____ SELECTED EXCERPT

Material and Methods

Clustering of cell lines by multiomics, drug sensitivity, and dependency data

For the clustering of cell lines based on RNA-seq data, we first conducted a principal component analysis for genes with a standard deviation larger than 0.4. The top ten principal components accounted for 41% of the total variance and were used for hierarchical clustering. For the clustering of RPPA and metabolomics data, we used all available features and did not filter the input features or perform principal component analysis.

Compared to the molecular profiling data, functional screening data tend to be noisier due to variations in experimental design or lack of differential sensitivity among the cell lines [13]. Therefore, for clustering dependency and drug data, we filter the input drug and dependency features by their consistency across multiple datasets. We collected nine compound screening datasets and three functional genomics datasets and conducted all possible combinations of pairwise correlations within the drug datasets and the dependency datasets respectively. For example, for a specific drug profiled by 4 datasets, C(4,2) = 6 inter-study pairwise correlation would be available, with each inter-study pairwise correlation assessing the measurement consistency for the same set of cell lines in two datasets. We then summarized these inter-study pairwise Pearson correlations by meta-analysis to generate consistency measures for each compound and gene [13]. For the clustering analysis in this study, we selected consistent dependency data features with r > 0.4, and for drug data, we selected consistent features with multiple comparison-adjusted p-values < 0.05. All hierarchical clustering was performed using Ward’s minimum variance method.

NE score computation

The original SCLC NE signature based on microarray gene expression data was described by Zhang et al. [14]. Here, we used the updated signature generated from RNA-seq expression[15]. A quantitative NE score can be generated from an NE signature using the formula NE score = (correl NE – correl non-NE)/2, where correl NE (or non-NE) is the Pearson correlation between the expression of the 50 genes in the test sample and expression/weight of these genes in the NE (or non-NE) cell line group. This score ranges from −1 to +1, where a positive score predicts NE and a negative score predicts non-NE cell types. The higher the score in absolute value, the better the prediction.

Comparison between bulk RNA-seq and scRNA-seq data

Bulk RNA-seq data (CCLE_depMap_19Q1_TPM.csv) from CCLE and scRNA-seq data (GSE157220_CPM_data.txt.gz) [16] downloaded from GEO were used to compute the NE score for cell lines as well as single cells within cell lines using the above approach. For the scRNA-seq data, the average NE score per cell line was calculated. A total of 191 cell lines were shared between the two datasets, including four SCLC and two NBL cell lines. Pearson correlation between the bulk RNA-seq NE scores and average scRNA-seq NE scores was used as a measure of agreement between the two profiling approaches (Figure 2C).

________
____ MATERIAL SHOWN

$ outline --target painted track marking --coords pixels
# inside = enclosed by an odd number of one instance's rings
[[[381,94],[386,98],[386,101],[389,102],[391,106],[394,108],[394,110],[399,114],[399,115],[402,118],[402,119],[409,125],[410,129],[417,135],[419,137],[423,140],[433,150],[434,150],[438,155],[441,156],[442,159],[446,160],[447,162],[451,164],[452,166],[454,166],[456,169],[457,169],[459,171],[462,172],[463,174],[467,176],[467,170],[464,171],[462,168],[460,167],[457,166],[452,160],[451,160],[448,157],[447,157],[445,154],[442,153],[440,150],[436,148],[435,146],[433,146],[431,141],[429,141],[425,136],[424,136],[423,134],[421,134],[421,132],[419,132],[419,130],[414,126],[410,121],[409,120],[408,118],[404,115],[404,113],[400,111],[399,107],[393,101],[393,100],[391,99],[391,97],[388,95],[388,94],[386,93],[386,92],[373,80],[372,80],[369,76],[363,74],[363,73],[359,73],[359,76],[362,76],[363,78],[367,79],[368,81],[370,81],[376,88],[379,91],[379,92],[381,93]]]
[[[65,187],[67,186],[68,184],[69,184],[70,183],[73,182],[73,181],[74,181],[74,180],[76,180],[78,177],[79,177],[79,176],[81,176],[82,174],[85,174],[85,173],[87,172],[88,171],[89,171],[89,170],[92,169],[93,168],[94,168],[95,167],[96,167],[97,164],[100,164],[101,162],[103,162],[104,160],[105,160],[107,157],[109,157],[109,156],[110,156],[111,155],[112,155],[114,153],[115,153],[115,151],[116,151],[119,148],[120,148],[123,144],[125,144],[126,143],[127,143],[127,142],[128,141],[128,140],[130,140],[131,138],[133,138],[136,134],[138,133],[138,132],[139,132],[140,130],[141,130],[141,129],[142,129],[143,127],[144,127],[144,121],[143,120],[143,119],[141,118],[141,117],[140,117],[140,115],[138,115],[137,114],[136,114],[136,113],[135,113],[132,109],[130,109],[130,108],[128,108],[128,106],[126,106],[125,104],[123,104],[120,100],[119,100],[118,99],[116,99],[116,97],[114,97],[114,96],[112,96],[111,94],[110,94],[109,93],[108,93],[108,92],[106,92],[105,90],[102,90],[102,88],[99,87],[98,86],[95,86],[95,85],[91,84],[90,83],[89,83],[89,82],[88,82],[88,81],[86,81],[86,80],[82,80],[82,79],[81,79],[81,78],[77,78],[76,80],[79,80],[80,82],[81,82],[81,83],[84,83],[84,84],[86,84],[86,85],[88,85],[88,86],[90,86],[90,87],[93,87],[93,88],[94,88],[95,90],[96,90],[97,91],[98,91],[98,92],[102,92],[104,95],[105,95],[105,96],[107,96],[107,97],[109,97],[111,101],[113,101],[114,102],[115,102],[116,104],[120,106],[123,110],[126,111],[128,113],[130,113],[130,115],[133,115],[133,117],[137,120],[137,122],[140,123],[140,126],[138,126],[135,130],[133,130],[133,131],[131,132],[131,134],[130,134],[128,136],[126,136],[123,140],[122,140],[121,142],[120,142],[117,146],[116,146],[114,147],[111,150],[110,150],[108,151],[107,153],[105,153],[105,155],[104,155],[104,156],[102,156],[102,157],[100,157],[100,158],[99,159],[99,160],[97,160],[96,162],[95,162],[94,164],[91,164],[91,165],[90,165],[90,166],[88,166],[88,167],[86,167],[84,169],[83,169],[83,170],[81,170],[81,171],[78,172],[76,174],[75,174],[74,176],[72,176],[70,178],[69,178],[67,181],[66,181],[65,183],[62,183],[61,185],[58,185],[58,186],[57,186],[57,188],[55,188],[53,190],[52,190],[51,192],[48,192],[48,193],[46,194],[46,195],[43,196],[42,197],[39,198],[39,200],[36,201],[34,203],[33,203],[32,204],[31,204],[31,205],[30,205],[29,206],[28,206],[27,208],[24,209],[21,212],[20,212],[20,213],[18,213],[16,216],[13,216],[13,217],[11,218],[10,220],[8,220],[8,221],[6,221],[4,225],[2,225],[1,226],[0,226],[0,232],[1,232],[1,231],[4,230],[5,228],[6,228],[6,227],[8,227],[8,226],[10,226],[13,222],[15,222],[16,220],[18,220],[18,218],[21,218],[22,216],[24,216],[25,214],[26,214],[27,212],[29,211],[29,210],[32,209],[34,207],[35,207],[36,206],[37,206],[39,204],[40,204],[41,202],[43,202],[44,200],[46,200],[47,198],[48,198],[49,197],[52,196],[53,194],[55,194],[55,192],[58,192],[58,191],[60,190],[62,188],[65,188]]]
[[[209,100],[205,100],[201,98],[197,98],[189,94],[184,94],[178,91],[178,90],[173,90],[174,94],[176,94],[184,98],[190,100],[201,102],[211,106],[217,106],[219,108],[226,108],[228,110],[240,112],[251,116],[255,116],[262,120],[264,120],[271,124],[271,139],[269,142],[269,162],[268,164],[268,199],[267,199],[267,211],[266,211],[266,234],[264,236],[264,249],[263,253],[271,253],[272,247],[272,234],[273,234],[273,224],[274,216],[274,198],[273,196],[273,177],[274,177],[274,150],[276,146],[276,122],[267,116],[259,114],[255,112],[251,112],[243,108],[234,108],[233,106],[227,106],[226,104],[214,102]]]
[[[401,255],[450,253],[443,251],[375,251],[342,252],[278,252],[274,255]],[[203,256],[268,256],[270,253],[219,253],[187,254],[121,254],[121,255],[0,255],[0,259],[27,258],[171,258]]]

________

**SET OF TASKS**
a: List every kind of data that the methods text on cell line clustering says was used to cluster the cell lines.
b: Carry on writing the methods text on cell line clustering and NE scores, starting right after its last sentence.
You won't need the material to do these tasks.

**RESPONSES IN ORDER**
a:
- RNA-seq data
- RPPA data
- Metabolomics data
- Dependency data
- Drug data

b:
Data Availability

Cell line datasets

Copy number, RNA-seq, miRNA, histone PTM, metabolomics, and RPPA data were downloaded from DepMap. Compound sensitivity data for “CCLE” [17], “CTRP”[18], “GDSC1” and “GDSC2” [19], “PRISM_1st” and “PRISM_2nd” [20], and gene dependency data for demeter (RNAi) [21] and achilles [22] (CRISPR) were downloaded from DepMap and processed as previously described [13]. The cell line names and compound names were unified, and the datasets were processed to ensure that the lower value in each dataset always corresponded to a higher sensitivity. The processed data, lists of consistent compounds, and dependencies were downloaded from https://lccl.shinyapps.io/FDCE/. The scRNA-seq data for cell lines were downloaded from the Gene Expression Omnibus (GEO) repository GSE157220 [16].

Additional SCLC datasets

The following SCLC transcriptomic datasets “UTSW SCLC cell line,” “Drapkin_2018” (PDX) [23], tumor datasets “Rudin_2012” [24], “George_2015” [25] , “Jiang_2016” [26], and “Cai_2021” [15] were processed as previously described [15]. The processed data are available in our previous publication [15]. SCLC scRNA-seq data were downloaded from the HTAN portal [27].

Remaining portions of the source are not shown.